Below are records that must be duplicated exactly.

(Region pointing data)
----------

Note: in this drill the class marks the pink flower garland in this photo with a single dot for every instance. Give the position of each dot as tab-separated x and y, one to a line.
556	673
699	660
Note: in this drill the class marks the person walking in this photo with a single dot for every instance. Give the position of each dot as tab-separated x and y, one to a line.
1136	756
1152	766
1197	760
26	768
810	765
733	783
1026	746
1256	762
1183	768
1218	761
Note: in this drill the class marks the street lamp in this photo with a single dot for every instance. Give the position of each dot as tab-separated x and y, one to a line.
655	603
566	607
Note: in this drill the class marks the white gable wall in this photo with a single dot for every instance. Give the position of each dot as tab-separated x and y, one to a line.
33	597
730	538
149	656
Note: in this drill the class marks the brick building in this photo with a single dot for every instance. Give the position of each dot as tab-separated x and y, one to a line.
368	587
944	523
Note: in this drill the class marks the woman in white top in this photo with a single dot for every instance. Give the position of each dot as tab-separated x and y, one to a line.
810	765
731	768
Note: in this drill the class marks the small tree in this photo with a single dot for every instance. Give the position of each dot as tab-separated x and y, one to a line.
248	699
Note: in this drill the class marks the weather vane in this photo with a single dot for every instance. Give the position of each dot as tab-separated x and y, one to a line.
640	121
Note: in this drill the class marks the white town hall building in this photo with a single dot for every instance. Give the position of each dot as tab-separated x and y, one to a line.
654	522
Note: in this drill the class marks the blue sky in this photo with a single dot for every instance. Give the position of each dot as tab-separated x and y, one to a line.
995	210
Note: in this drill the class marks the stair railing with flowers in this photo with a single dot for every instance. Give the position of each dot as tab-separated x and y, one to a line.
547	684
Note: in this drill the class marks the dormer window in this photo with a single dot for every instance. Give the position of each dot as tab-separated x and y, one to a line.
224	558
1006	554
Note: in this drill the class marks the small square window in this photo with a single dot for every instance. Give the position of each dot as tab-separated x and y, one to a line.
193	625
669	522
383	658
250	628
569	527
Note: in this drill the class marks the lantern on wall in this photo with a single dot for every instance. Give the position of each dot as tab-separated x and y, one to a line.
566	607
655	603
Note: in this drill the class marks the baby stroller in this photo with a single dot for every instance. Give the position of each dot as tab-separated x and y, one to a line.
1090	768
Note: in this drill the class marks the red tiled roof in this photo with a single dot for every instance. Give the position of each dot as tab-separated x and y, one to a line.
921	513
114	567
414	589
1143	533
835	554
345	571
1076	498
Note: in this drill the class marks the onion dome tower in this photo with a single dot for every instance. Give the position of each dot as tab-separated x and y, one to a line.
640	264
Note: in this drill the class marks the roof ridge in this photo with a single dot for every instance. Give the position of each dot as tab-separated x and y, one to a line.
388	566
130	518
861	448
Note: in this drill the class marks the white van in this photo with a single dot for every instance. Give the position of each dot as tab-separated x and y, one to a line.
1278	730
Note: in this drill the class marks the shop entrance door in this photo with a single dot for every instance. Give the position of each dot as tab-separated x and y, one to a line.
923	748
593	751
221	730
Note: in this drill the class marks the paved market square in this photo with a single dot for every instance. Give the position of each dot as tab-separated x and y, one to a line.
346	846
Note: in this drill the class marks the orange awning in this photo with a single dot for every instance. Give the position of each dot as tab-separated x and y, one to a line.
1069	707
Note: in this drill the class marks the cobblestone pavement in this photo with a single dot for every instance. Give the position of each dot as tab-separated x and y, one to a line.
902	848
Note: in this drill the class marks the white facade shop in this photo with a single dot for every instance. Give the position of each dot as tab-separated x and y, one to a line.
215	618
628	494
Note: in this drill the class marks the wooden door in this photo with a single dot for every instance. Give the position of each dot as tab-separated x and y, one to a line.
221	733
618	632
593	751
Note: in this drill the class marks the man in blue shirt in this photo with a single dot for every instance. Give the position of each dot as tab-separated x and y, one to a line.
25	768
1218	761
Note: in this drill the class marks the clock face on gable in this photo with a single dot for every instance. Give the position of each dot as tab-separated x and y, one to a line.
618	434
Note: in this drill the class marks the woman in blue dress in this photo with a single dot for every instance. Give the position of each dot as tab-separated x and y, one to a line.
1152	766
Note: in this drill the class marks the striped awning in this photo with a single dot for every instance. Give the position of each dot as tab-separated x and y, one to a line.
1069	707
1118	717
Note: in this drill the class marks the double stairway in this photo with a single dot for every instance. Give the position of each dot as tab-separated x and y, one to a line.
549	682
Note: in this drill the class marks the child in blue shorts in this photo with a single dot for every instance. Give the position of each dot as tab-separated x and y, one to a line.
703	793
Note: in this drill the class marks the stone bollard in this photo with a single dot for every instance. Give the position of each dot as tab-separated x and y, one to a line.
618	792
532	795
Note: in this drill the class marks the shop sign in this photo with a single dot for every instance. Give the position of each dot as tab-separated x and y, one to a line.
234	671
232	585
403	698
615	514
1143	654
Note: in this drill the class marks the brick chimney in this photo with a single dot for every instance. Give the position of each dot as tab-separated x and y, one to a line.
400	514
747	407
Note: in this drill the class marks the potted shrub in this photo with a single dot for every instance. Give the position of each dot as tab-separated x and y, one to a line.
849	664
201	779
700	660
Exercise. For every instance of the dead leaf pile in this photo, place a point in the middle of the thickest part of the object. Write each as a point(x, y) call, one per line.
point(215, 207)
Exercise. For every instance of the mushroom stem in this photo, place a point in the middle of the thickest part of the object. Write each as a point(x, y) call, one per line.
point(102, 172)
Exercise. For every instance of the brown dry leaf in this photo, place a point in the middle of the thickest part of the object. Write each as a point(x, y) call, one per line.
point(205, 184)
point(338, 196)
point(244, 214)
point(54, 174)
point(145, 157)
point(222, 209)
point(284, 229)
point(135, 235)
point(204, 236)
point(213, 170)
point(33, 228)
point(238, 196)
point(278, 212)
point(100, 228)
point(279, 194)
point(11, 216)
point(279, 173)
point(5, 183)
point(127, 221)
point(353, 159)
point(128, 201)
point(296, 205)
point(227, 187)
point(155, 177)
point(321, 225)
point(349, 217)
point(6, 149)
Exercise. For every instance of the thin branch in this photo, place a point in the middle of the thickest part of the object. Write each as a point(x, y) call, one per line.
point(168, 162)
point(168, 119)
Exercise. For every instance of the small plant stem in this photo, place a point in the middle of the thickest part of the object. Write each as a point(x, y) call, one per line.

----------

_WRITTEN RESPONSE_.
Note: in this drill the class marks the pink flower garland in this photo with a single dot for every instance. Give the position of each dot as tab-separated x and y, one to a line.
556	673
699	660
Note: in this drill the class marks the person walking in this photo with a single dot for every instance. Give the position of each dot as tab-separated x and y, one to a line.
1136	756
1152	766
1197	760
26	768
810	765
733	783
1026	746
1256	762
1183	768
1218	761
Note: in this drill the class marks the street lamp in this photo with a single dot for every instance. Give the position of each dot as tab-separated x and y, one to a line.
655	603
566	607
Note: in this drill the class marks the white gable wall in this photo with a single dot for every instance. Give the position of each dot as tab-separated x and y, one to a line.
33	597
730	538
149	656
Note: in this drill the class marks the brick building in this photo with a single dot for every instance. Give the position of each dot as tab-separated x and y, one to a line.
368	587
944	523
Note: in this drill the class marks the woman in white top in this photo with a single dot for every instance. Give the position of each dot as tab-separated x and y, one to a line.
810	765
731	768
Note: in this drill the class marks the small tree in this photo with a single dot for every instance. Give the position of each dot as tab-separated x and y, one to a line.
248	699
Note: in this drill the class marks the weather vane in this photo with a single dot for every instance. Give the position of each dot as tab-separated x and y, one to a line.
640	121
Note: in this drill the class marks the white town hall building in this photo with a single dot for every instance. Give the position of each dot as tab-separated x and y, one to a line.
654	522
Note: in this drill the class marks the blue sky in this photo with a single dot for every instance. Give the position of each dot as tab-separated x and y, one to a line.
995	210
Note: in this drill the class marks the stair railing with flowers in this photo with a single dot for every instance. Give the position of each dot as tab-separated x and y, one to a line.
547	684
Note: in this drill the class marks the dormer window in this photo with a single dot for every instance. Give the position of each dot as tab-separated x and y, one to a line.
224	558
1006	554
Note: in this drill the class marks the small square window in this photo with a single dot for every instance. Give the position of each dot as tab-separated x and y, one to a line.
193	625
669	522
383	658
250	628
569	527
Note: in this drill the class marks the lantern on wall in this photo with a single dot for every instance. Give the position of each dot as tab-separated x and y, one to a line.
566	607
655	603
Note: in this drill the class marks the baby stroller in this photo with a single dot for every instance. Give the position of each dot as tab-separated x and y, one to a line.
1090	768
Note: in this drill the class marks the red tiled roof in this photo with a single dot for every instance. Give the position of each dot as tab-separated x and y, one to a line.
921	513
114	567
414	589
1143	533
835	554
345	571
1076	498
Note: in this drill the class marks the onion dome tower in this photo with a single dot for every instance. Give the position of each dot as tab-separated x and y, one to a line.
640	264
Note: in this drill the class marks the roof ridge in this photo with a single dot for every instance. Give the position of each dot as tab-separated x and y, one to a line.
388	566
130	518
861	448
Note: in this drill the class marks the white van in this photo with a single dot for every instance. Give the position of each dot as tab-separated x and y, one to a line.
1278	730
Note: in this drill the class marks the shop entrance door in this photo with a single dot for every instance. Give the position of each dot as tab-separated x and y, one to a line.
923	748
593	751
221	730
Note: in this drill the class marks the paved market square in this photo with a single dot for every instance. Give the position of each dot as tab-separated x and y, one to a line.
346	846
Note: in this drill the class marks the orange awning in this photo with a single dot for every instance. Give the position of each dot as tab-separated x and y, one to a line.
1069	707
Note: in this drill the class marks the cobblestone pavement in this photo with a single dot for every instance. Give the position of each dot as tab-separated x and y, one to a line.
902	848
Note: in this drill the class marks the white facade shop in this photo with a single dot for every instance. Give the position of each dot as tab-separated x and y, one to a line.
215	618
628	494
Note: in this drill the class marks the wooden door in this photo with a single dot for every instance. Give the position of each dot as tab-separated x and y, one to a line.
221	733
618	632
593	751
Note: in this drill the class marks the man in blue shirt in this photo with a single dot for every instance. Give the position of each dot as tab-separated x and y, one to a line.
25	768
1218	761
Note: in this drill the class marks the clock face on gable in this photo with a single dot for every instance. Give the position of each dot as tab-separated x and y, one to a line.
618	434
Note: in this drill the class marks the woman in blue dress in this photo with a single dot for every instance. Give the position of each dot as tab-separated x and y, one to a line.
1152	766
Note: in this drill the class marks the striped awning in this photo with a single dot for every instance. Give the position of each dot as tab-separated x and y, one to a line.
1069	707
1118	717
Note: in this drill the class marks the double stairway in this photo with a single dot for every instance. Give the position of each dot as tab-separated x and y, one to a line.
549	682
Note: in this drill the class marks the child in blue shorts in this photo with a single dot for every instance. Give the position of each dot as tab-separated x and y, one to a line.
703	793
Note: in this drill the class marks the stone bollard in this photo with a single dot for every instance. Give the position of each dot as tab-separated x and y, one to a line.
618	792
532	795
Note: in this drill the class marks the shop sign in this photo with a single dot for every instance. Give the position of each dot as tab-separated x and y, one to a line.
234	671
232	585
403	698
615	514
1143	654
Note: in this drill the class marks the brick chimney in this photo with a single dot for every instance. Give the position of each dot as tab-separated x and y, one to a line.
400	514
747	407
Note: in this drill the class marks the potted shrub in this photo with a single dot for every instance. Give the position of each dot as tab-separated x and y, one to a line.
849	664
201	779
700	660
Exercise. For every instance of the dead leaf pile in this photo, place a point in the middle of the thickest part of the object. Write each as a point(x, y) call, one per line.
point(215, 207)
Exercise. For every instance of the mushroom stem in this photo, place a point in the middle of the thickest part of the object. Write each as a point(x, y) call, one per line.
point(102, 172)
Exercise. For every instance of the brown dry leaf in this photo, place a point in the middle of the thickest part of the object. Write each as a point(x, y) call, one per line.
point(205, 184)
point(338, 196)
point(244, 214)
point(54, 174)
point(145, 157)
point(222, 209)
point(284, 229)
point(135, 235)
point(204, 236)
point(213, 170)
point(33, 228)
point(238, 196)
point(278, 212)
point(100, 228)
point(279, 194)
point(11, 216)
point(279, 173)
point(5, 183)
point(127, 221)
point(353, 159)
point(128, 201)
point(296, 205)
point(227, 187)
point(155, 177)
point(321, 225)
point(349, 217)
point(6, 149)
Exercise. For every instance of the thin branch in this photo, place a point in the middle of the thickest part of the object. Write each as a point(x, y) call, one per line.
point(168, 162)
point(168, 119)
Exercise. For every instance of the small plant stem in this photo, place a point in the middle of the thickest part of the object. Write each as a point(x, y) call, one per line.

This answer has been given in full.